- **Task details**:
Return, word for word, every line of the entries below from the line containing "Can you spot any tree canopy in this picture?" down to the line containing "13;20;288;87", including both of those lines.

- **Source material**:
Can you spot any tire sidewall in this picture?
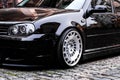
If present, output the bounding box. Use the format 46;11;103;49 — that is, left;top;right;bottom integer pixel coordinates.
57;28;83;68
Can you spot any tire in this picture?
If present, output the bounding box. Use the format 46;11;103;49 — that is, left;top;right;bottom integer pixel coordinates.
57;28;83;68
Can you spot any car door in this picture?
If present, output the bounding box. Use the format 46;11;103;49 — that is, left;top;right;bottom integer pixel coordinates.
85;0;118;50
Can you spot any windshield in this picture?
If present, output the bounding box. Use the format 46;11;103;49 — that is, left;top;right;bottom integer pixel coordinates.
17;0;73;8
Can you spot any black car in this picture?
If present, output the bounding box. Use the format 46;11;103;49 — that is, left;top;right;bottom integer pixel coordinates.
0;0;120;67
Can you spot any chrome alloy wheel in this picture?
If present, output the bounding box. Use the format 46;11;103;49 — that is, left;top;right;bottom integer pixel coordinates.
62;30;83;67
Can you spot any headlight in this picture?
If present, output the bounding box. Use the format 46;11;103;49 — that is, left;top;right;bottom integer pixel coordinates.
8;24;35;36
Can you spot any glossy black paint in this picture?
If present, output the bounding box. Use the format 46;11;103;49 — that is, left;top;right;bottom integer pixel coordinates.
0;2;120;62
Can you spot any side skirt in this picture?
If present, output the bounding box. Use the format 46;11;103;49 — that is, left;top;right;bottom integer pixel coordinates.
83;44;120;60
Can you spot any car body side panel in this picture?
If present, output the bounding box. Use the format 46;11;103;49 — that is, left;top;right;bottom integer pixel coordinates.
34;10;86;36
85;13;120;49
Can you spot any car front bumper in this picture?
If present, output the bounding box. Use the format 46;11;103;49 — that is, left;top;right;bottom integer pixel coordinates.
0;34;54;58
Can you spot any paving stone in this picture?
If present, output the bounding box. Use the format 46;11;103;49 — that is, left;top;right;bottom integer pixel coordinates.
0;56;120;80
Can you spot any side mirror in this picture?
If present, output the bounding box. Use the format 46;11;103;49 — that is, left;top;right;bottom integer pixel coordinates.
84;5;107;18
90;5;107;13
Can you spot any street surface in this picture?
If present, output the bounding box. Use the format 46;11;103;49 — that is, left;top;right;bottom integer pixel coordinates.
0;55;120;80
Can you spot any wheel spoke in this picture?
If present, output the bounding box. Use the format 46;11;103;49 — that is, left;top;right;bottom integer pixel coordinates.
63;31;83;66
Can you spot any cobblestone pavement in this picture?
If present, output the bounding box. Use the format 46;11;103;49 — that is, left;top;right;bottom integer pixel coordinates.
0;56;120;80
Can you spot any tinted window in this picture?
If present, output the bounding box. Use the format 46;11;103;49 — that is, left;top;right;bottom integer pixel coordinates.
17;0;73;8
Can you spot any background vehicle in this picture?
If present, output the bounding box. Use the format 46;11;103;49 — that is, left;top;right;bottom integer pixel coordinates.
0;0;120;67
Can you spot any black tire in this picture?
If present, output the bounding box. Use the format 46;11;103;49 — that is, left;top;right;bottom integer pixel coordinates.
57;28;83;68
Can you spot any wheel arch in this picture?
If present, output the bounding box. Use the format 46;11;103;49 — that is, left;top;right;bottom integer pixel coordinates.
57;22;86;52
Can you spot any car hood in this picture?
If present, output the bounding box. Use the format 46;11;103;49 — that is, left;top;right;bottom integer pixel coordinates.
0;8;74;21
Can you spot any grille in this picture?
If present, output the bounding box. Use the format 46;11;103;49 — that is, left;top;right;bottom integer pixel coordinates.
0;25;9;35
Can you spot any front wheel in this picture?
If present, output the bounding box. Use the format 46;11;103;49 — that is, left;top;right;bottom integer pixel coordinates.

==

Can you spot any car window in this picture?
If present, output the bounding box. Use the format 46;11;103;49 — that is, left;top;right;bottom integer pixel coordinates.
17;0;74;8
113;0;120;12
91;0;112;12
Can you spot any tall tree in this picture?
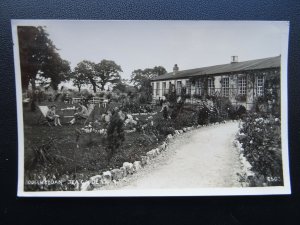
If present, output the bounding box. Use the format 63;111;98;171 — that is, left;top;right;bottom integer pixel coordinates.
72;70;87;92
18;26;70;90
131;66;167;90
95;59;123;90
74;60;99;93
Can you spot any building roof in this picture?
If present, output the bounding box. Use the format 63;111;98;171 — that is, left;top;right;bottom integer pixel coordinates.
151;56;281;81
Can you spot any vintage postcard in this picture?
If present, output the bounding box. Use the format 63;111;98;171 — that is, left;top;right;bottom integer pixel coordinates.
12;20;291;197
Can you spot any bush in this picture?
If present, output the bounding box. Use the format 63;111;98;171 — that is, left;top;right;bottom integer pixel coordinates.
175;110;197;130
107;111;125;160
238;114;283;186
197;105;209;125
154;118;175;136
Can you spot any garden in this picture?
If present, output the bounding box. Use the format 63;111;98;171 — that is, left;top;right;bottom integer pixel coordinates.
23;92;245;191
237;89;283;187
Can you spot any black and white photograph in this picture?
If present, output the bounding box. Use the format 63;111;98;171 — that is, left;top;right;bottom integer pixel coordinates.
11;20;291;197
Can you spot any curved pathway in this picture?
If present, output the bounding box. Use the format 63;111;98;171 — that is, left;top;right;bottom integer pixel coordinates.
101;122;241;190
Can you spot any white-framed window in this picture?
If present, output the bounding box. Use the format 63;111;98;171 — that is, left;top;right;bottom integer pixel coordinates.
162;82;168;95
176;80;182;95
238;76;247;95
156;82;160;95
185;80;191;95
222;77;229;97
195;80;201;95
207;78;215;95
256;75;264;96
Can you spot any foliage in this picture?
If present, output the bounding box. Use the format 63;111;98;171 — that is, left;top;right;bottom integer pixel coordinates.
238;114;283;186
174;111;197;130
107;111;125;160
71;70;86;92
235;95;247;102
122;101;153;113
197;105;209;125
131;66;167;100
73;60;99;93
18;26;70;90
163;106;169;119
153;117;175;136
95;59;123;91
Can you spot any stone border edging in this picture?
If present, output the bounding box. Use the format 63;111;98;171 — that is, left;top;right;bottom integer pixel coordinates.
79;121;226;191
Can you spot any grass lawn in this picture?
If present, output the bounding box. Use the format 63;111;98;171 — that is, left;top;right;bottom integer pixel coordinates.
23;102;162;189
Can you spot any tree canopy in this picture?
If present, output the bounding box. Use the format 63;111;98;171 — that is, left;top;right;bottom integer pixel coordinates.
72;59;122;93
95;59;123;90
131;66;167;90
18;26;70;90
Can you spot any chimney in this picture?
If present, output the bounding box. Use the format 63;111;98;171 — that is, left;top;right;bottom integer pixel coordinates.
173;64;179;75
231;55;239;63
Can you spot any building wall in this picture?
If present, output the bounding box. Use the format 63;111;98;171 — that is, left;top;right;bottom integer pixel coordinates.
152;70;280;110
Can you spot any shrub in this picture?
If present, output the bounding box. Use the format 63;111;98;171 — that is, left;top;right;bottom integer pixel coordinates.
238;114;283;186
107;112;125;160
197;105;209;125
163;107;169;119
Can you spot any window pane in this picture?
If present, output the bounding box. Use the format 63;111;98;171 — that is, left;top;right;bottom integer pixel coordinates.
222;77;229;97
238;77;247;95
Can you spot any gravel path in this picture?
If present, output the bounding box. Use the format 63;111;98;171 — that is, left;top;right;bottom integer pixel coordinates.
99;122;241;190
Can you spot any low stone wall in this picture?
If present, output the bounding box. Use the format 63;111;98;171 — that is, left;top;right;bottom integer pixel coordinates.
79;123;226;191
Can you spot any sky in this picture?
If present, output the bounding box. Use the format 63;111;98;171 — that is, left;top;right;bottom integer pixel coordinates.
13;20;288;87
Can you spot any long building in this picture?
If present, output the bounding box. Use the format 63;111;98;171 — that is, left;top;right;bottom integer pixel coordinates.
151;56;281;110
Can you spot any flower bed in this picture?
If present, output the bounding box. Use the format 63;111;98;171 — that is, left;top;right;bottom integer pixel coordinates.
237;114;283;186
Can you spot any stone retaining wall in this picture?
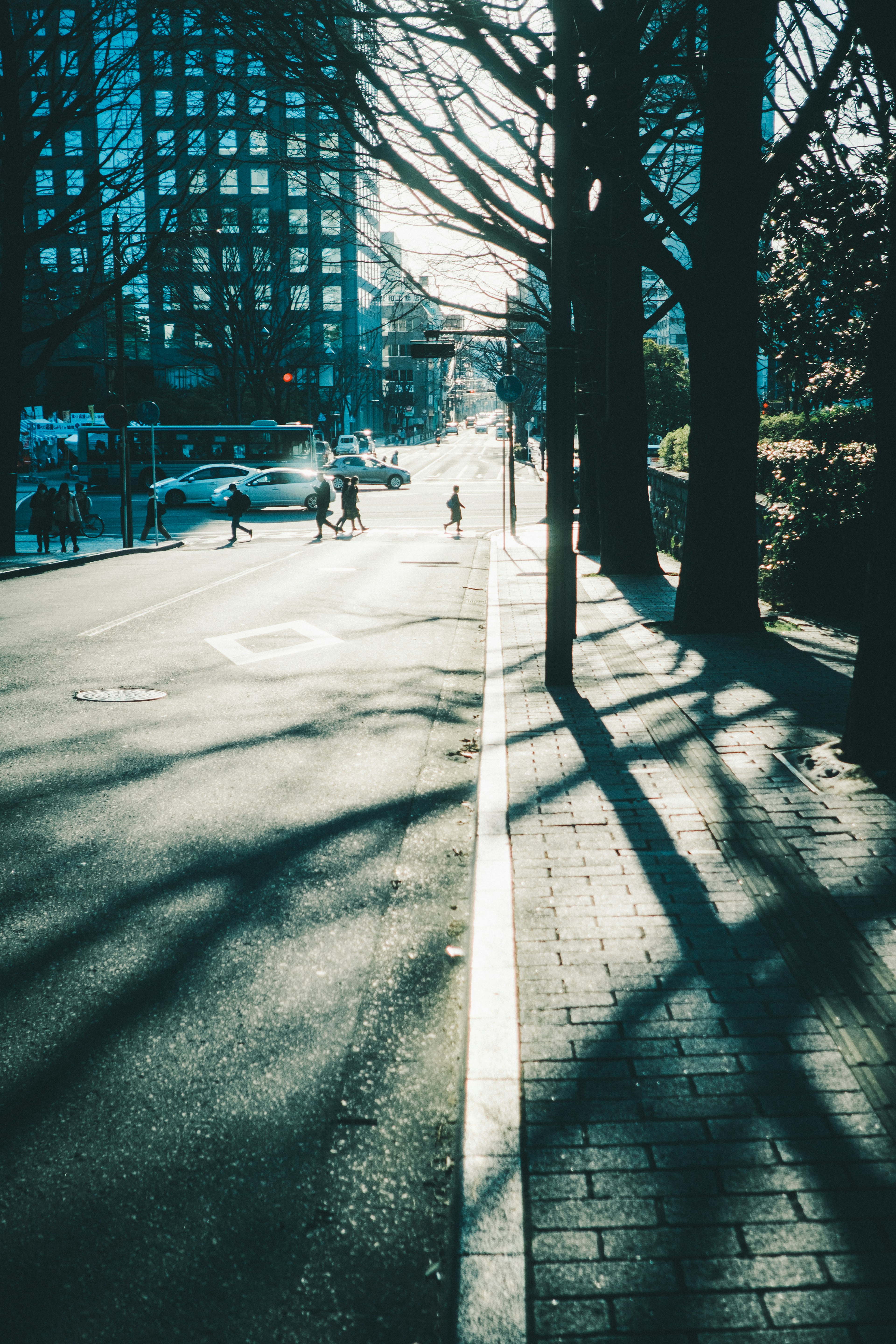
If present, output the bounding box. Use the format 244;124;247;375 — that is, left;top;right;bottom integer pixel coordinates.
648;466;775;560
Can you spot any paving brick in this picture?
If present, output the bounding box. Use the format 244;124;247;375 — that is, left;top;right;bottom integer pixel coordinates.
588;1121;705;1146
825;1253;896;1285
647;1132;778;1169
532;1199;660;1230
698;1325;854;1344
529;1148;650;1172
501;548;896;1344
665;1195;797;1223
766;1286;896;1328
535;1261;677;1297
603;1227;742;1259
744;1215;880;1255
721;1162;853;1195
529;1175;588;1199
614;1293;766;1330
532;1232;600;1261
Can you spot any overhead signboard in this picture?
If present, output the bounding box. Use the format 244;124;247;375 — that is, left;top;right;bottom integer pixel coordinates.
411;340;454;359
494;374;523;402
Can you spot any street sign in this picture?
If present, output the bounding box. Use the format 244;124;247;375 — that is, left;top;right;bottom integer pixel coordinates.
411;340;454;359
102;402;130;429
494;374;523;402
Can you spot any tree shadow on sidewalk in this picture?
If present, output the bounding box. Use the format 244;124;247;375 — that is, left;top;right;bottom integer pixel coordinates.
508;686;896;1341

- **Final result**:
Can you spot any tree canopy in this picture?
If present, output the bounding box. Use the format 63;111;98;171 — that is, left;top;right;bottom integer pixel coordinates.
72;59;122;93
95;59;123;90
131;66;167;90
18;26;70;90
Can you spot any chimney in this picture?
If present, output the bounding box. Use the format 63;111;98;171 — that is, left;top;right;bottom integer pixel coordinates.
173;64;179;75
231;55;239;63
Can you spot any building wall in this picture?
If present, output the bounding box. Use the format 63;111;98;171 — that is, left;top;right;bottom integer pixel coordinates.
152;70;280;110
Can you spot any shrub in this picture?
If present, output the bounding box. Use the format 63;111;98;171 — that is, left;top;right;bottom integer pixel coordinates.
238;114;283;186
107;112;125;160
197;105;209;125
163;107;169;119
Can you spot any window pane in this picture?
If present, output the bounding box. Use the format 63;111;98;171 — that is, left;top;right;bottom integer pixel coordinates.
222;77;229;97
238;77;247;95
Can you spot any gravel path in this picture?
If present, output the bounding box. Use the format 63;111;98;171 — that is, left;top;right;bottom integer pixel coordinates.
99;122;241;190
Can you spot any low stone wall in this picture?
If present, output the bounding box. Use the format 63;111;98;171 — that is, left;top;right;bottom integer pixel coordinates.
79;123;226;191
Can you spot any sky in this picture?
If present, output the bounding box. Use the format 63;111;98;171 — that is, left;top;right;bottom integer pixel coordinates.
13;20;288;87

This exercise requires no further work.